Required work - Return every line below as is, leaving out the pictures.

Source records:
*-*-*

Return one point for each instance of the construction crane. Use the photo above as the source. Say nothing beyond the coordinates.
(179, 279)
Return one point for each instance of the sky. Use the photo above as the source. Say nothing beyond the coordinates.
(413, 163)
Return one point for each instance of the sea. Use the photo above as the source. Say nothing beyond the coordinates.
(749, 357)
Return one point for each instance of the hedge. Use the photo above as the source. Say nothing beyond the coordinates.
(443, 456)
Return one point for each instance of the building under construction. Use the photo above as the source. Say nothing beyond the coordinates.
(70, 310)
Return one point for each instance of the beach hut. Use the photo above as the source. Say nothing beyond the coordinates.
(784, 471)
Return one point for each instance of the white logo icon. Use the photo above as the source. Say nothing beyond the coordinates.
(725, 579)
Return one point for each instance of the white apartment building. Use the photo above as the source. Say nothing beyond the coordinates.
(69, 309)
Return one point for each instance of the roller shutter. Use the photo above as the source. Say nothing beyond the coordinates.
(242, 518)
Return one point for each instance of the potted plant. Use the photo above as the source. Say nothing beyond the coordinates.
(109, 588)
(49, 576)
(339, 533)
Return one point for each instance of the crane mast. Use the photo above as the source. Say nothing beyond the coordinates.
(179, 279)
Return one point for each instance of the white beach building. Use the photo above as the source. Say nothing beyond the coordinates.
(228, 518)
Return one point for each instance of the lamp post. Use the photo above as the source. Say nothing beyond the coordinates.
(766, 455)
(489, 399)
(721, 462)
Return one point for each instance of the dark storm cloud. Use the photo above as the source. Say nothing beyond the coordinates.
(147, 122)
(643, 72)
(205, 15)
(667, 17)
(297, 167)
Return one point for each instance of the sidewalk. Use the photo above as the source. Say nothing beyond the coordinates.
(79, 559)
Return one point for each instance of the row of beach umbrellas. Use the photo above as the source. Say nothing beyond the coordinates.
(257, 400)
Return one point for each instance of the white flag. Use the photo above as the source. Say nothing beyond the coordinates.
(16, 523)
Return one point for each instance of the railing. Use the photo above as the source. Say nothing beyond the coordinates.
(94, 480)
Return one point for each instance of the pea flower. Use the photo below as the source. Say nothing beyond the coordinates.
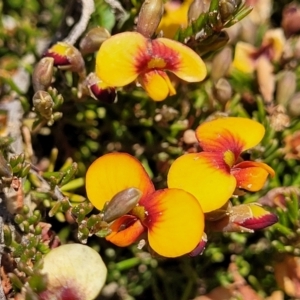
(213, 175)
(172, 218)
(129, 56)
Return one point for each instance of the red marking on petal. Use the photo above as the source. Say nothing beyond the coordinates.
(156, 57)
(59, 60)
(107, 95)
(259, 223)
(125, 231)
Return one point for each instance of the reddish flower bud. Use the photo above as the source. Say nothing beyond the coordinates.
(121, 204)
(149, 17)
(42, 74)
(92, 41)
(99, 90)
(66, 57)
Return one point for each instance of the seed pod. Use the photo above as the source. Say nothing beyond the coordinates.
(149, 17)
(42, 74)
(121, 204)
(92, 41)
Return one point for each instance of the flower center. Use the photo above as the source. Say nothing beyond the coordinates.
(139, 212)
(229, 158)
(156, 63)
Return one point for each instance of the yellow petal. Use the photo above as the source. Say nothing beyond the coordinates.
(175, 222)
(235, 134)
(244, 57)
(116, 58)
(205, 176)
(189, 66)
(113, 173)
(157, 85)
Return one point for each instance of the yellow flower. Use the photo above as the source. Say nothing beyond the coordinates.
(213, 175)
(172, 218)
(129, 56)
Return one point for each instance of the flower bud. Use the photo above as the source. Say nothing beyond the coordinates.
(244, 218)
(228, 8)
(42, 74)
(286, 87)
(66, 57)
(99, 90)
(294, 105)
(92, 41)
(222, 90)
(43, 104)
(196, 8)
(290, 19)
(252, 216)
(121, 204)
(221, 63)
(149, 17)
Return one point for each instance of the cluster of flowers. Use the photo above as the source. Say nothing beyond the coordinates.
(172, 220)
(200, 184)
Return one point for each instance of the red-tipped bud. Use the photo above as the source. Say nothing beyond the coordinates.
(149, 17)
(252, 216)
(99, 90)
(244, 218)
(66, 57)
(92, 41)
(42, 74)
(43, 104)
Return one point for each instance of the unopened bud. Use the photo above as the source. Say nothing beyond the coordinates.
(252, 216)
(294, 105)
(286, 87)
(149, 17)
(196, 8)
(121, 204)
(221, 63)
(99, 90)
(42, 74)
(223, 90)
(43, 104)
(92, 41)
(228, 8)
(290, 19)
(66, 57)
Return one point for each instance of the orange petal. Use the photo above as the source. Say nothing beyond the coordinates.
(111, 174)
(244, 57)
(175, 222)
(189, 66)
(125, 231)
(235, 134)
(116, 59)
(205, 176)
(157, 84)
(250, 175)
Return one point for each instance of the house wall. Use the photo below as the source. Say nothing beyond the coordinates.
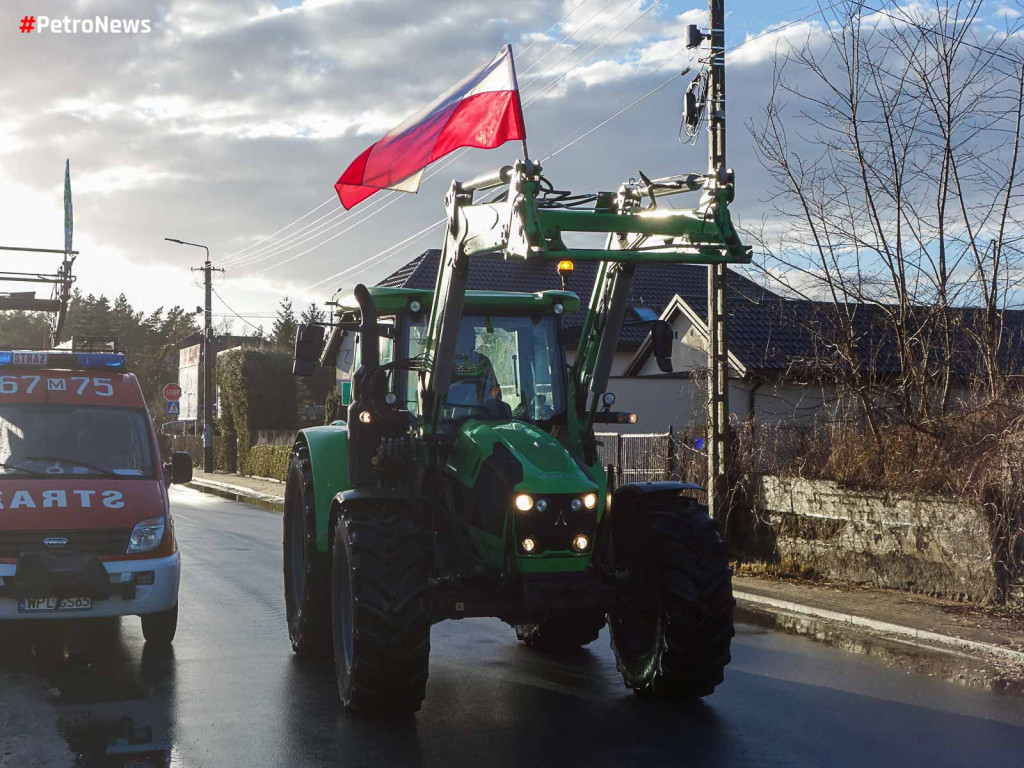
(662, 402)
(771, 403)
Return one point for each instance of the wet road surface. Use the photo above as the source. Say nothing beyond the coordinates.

*-*-*

In response -
Return one point for each instance of the construction crane. Use the photo above as the source. Say nothing beyond the coordinates.
(179, 279)
Return one point for each instance of the sky. Use the photo above as the source. Say nothing beyond the coordinates.
(413, 163)
Return one point for each instance of the sea. Use the photo above as the source. Say nothing beyond the coordinates.
(749, 357)
Return one point for each instance of the hedge. Use the photo above as the source. Say nothing beyond the coordinates.
(443, 456)
Return one point for each instance of the building under construction. Use the photo above as the source. Say nothing beyond the coordinates.
(70, 310)
Return one point for each instance of the beach hut. Use the photo above as the source. Say nothing beyond the coordinates.
(784, 471)
Return one point for each instance of the white logo icon. Use the photo above as the source. Say nothing beyond the coordinates.
(725, 579)
Return one point for each instance of the white apartment building. Use the photo above as the source. Say nothing beyond the coordinates.
(69, 309)
Return one point for each instance of the roller shutter. Use the photo above as the source. Say nothing beyond the coordinates.
(242, 518)
Return one point for each instance of the potted plant. Use the photo above as the source. Say nothing beyond the coordinates.
(109, 588)
(49, 576)
(339, 533)
Return one point for each instance of the crane mast. Use the photo above as the source. Say nothing beyond the coordinates.
(179, 279)
Return one point for each instance of the white beach building. Use the photo above as the source. Say nothing beyond the coordinates.
(228, 518)
Return one point for each instance of the lamp post. Use the photo above as the source. Say nothing beyond the coordinates.
(766, 455)
(489, 399)
(721, 462)
Return one point for each instance of the dark storm cloud. Use the photo above as the source. Say nothing beyond the coordinates.
(147, 122)
(643, 72)
(205, 15)
(667, 17)
(297, 167)
Return one point for each instance of the sidewalk. Use the photo above as the source. Say nothing beyond the coordinates.
(79, 559)
Return one point for each instance of the row of beach umbrellas. Use the photo above as the source. Say nothing beyond the coordinates.
(257, 400)
Return one point for each instance of the white flag. Use the photo above as the source. Say nothing beyond the coordinates.
(16, 523)
Return one point for each instance of the railing. Use the photo above as the source. Say nothing beyond the coordinates.
(94, 480)
Return one point for each instance of the pea flower. Use the photo below as the source. Say nothing beyond the coordinates.
(213, 175)
(172, 218)
(129, 56)
Return one point for each instance of the red marking on petal. Use the photo above as the source. Say nothing beyond the coordinates.
(156, 57)
(59, 60)
(107, 95)
(259, 223)
(125, 231)
Return one point for each instance of the reddish flower bud. Use the photo above as the source. Say nothing beyond the coordinates.
(121, 204)
(149, 17)
(42, 74)
(92, 41)
(99, 90)
(66, 57)
Return one point for each instance of the seed pod. Use the photo above as the source. Say nothing beyond the coordinates.
(149, 17)
(42, 74)
(121, 204)
(92, 41)
Return one point for each instance of the flower center. Use the photo above as the source. Say nothing beyond the coordinates.
(139, 212)
(229, 158)
(156, 63)
Return one point for each instance of the yellow petal. Use the photo above as the source. Say nothing beyond the coordinates.
(175, 222)
(235, 134)
(244, 57)
(116, 58)
(205, 176)
(189, 66)
(113, 173)
(157, 85)
Return one point for each instance of the yellow flower. Use the photo above as the source. Say nothing beyond the coordinates.
(213, 175)
(172, 218)
(129, 56)
Return one point for each instance of the flower bud. Use the photo above as the source. Say nothing beyond the coordinates.
(244, 218)
(228, 8)
(42, 74)
(286, 87)
(66, 57)
(99, 90)
(294, 105)
(92, 41)
(222, 90)
(43, 104)
(196, 8)
(290, 19)
(252, 216)
(121, 204)
(221, 63)
(149, 17)
Return one point for each instance of the cluster of flowers. Use the photo above as the source. Say nothing beyond the coordinates.
(172, 220)
(200, 184)
Return one point for each instance of the red-tipped bud. Use the photo above as the source. Say nothing beyond the coordinates.
(149, 17)
(252, 216)
(99, 90)
(244, 218)
(66, 57)
(92, 41)
(42, 74)
(43, 104)
Return one point for each instance of the unopened bud. Use the photo above as the source. Say nothing beyond the coordinates.
(252, 216)
(294, 105)
(286, 87)
(149, 17)
(196, 8)
(121, 204)
(221, 63)
(99, 90)
(42, 74)
(223, 90)
(43, 104)
(92, 41)
(228, 8)
(290, 19)
(66, 57)
Return one point for each instance of the orange petal. Use the photo above as the source. Say nothing beyond the coordinates.
(111, 174)
(244, 57)
(175, 222)
(189, 66)
(125, 231)
(235, 134)
(116, 59)
(205, 176)
(157, 84)
(250, 175)
Return one point for each instance of the house wall. Use the photo below as the source. Say nothing beyond the coordinates.
(662, 402)
(771, 403)
Return one point for each instance of the wet road surface. Use the photo above as the source. Say nothing beyond the coordinates.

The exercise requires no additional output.